### Instructions to follow
Would you please copy the part of the material below that opens with the line containing "target | tortoise shell" and closes with the line containing "target | tortoise front leg"? Copy it exactly, and only it.

### Data for review
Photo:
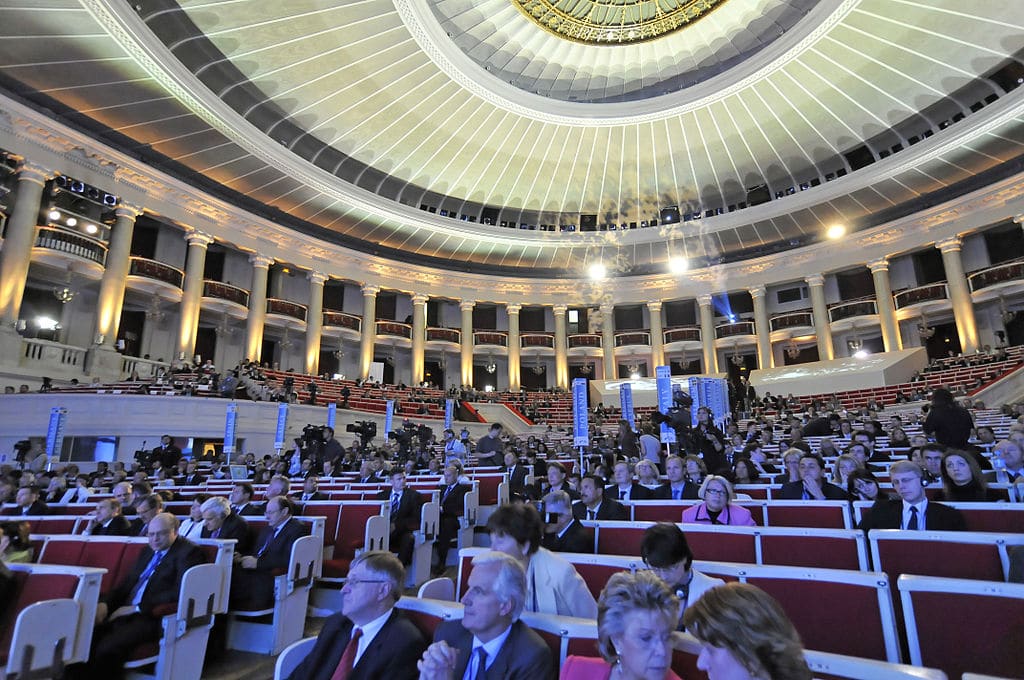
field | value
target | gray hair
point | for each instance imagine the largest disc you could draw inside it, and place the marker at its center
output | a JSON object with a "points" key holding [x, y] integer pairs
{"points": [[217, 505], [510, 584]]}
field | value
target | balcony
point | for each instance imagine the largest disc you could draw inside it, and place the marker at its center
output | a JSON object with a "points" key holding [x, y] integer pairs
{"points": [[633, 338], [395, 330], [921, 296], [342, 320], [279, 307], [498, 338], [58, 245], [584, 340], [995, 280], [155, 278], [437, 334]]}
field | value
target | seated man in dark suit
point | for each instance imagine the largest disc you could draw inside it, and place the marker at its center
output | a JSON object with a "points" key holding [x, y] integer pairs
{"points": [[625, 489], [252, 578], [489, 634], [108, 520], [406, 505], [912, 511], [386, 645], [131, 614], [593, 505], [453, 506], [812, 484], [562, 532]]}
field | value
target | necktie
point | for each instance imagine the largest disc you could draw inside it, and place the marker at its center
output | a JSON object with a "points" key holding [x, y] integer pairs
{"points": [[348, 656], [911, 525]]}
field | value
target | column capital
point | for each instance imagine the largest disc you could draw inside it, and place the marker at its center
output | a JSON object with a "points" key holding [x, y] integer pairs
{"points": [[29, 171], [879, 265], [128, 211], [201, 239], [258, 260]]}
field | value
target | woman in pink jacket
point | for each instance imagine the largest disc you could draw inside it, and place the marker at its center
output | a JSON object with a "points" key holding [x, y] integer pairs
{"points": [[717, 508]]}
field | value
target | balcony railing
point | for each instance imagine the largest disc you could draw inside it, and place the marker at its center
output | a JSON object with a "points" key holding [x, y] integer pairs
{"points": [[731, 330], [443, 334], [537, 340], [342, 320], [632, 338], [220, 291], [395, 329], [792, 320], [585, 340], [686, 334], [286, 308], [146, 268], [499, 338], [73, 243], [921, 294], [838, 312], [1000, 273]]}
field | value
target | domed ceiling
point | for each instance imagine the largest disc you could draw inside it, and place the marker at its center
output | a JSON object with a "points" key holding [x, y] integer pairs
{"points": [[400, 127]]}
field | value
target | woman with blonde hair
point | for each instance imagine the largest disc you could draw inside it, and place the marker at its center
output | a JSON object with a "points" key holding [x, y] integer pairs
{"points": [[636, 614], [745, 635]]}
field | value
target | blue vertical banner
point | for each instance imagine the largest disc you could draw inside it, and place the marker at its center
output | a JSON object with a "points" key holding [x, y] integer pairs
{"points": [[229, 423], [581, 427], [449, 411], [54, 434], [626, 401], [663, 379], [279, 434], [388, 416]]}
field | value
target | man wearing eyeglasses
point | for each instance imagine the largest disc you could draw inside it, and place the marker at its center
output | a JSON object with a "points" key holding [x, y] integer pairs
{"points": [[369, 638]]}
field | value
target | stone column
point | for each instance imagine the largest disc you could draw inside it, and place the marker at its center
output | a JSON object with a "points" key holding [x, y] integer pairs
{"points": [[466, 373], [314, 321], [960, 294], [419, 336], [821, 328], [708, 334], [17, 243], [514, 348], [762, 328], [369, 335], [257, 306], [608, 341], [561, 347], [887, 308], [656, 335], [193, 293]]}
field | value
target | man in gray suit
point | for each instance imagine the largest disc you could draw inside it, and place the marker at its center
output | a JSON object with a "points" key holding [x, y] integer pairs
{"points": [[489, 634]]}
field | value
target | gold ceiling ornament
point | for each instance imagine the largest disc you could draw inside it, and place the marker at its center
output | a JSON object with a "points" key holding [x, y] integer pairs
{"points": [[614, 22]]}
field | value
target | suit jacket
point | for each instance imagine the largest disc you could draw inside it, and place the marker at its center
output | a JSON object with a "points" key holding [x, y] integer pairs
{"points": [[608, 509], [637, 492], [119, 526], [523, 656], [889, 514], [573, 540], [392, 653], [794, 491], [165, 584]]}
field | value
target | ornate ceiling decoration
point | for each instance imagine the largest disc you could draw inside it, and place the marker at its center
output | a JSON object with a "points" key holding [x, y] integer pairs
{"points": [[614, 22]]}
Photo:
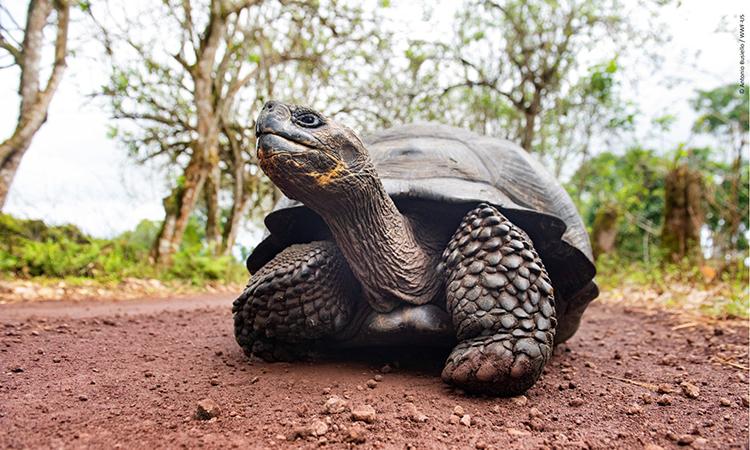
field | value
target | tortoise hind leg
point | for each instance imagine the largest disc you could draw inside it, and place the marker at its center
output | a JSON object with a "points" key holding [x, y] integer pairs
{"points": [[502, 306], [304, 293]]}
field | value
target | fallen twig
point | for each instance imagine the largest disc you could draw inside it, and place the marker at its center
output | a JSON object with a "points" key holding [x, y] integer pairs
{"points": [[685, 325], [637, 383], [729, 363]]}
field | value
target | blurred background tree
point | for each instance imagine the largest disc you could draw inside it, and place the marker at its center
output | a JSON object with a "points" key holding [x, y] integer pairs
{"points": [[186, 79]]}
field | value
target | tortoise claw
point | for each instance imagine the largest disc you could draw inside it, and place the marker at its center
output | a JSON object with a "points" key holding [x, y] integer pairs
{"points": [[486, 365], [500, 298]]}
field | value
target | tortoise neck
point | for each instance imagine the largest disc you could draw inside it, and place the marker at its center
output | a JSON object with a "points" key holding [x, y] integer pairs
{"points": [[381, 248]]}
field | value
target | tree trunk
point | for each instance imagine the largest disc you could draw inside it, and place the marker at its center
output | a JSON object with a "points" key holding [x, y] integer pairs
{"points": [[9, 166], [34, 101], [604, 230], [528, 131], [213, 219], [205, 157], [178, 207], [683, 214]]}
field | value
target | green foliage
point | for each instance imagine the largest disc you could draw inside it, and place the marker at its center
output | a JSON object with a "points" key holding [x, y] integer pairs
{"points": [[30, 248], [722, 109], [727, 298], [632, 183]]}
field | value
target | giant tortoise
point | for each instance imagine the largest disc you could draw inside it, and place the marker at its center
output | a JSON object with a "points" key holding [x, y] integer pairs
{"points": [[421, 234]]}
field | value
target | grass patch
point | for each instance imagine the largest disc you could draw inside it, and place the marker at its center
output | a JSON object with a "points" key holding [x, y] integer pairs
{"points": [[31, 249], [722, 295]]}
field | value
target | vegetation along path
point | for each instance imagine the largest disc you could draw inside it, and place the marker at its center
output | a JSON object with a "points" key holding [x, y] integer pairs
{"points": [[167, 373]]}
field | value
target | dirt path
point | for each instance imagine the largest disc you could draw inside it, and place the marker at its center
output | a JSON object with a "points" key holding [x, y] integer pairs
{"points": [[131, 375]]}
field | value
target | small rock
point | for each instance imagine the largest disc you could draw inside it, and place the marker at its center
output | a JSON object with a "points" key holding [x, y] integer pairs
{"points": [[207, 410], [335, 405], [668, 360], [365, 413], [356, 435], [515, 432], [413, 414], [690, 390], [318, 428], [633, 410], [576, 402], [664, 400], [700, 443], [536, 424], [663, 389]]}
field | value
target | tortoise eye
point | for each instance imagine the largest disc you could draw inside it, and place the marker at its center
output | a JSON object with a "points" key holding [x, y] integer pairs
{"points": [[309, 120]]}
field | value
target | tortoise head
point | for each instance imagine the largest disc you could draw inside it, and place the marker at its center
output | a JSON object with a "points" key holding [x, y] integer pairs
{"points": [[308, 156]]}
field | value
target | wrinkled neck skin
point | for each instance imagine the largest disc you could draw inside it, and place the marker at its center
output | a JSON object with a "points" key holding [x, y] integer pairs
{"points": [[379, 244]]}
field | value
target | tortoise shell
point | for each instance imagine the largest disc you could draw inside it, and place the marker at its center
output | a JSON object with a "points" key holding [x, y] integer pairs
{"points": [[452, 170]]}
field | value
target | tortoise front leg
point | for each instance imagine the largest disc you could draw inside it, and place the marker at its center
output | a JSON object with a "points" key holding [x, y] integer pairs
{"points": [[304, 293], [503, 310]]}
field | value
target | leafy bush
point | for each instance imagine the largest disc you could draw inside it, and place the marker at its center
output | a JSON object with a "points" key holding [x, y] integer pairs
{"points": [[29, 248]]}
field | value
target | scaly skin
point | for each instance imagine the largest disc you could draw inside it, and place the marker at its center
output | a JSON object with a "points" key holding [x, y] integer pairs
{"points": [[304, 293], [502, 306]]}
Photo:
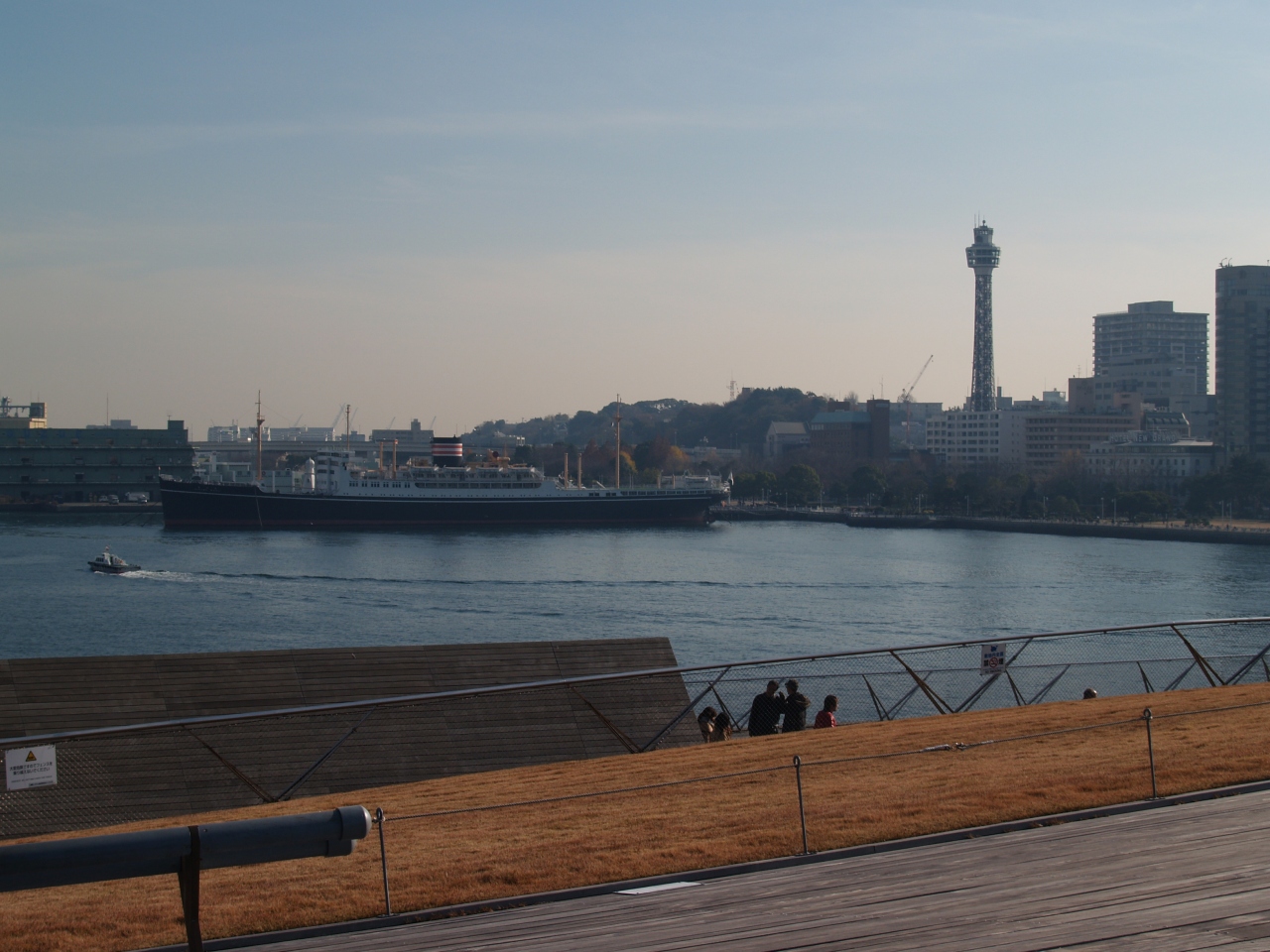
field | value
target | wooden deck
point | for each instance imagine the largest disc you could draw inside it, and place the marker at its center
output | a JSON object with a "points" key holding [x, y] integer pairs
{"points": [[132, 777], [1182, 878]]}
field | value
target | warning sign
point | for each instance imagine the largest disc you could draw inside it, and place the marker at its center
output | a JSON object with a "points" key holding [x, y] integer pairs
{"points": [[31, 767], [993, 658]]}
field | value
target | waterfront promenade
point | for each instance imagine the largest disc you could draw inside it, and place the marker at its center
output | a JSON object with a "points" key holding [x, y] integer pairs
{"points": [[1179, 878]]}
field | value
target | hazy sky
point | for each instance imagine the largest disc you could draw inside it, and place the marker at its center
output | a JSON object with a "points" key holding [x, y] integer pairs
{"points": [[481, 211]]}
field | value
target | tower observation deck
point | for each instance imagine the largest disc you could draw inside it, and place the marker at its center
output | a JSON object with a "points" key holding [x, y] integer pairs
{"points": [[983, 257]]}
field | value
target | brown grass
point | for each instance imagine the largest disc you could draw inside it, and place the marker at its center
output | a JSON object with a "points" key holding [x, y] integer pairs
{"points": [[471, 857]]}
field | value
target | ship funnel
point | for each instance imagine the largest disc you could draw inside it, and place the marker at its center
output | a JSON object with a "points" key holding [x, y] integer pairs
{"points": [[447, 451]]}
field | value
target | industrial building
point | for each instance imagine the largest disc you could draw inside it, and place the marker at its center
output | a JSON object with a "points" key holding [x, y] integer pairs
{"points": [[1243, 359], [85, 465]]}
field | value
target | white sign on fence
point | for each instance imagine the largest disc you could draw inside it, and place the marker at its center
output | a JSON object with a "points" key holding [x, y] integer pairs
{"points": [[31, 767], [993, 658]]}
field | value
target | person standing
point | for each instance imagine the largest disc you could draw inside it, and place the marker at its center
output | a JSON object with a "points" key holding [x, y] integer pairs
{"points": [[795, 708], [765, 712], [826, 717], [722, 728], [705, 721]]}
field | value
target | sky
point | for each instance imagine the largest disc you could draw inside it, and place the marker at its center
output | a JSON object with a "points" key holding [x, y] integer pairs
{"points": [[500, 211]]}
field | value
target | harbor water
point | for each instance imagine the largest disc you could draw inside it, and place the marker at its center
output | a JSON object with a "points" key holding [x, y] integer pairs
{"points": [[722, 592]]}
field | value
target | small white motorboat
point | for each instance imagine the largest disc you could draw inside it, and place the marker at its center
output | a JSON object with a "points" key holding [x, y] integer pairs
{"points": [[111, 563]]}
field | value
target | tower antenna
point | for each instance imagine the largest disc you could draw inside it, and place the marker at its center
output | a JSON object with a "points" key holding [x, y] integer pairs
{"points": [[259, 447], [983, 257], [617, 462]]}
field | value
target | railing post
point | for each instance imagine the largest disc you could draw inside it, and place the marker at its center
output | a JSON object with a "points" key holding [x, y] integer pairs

### Answer box
target | tortoise shell
point | for each instance imagine the largest disc you could draw inside it, and place the marker at its center
output | a JSON object with a "points" key holding [x, y] integer pairs
{"points": [[452, 170]]}
field | value
target | tortoise front leg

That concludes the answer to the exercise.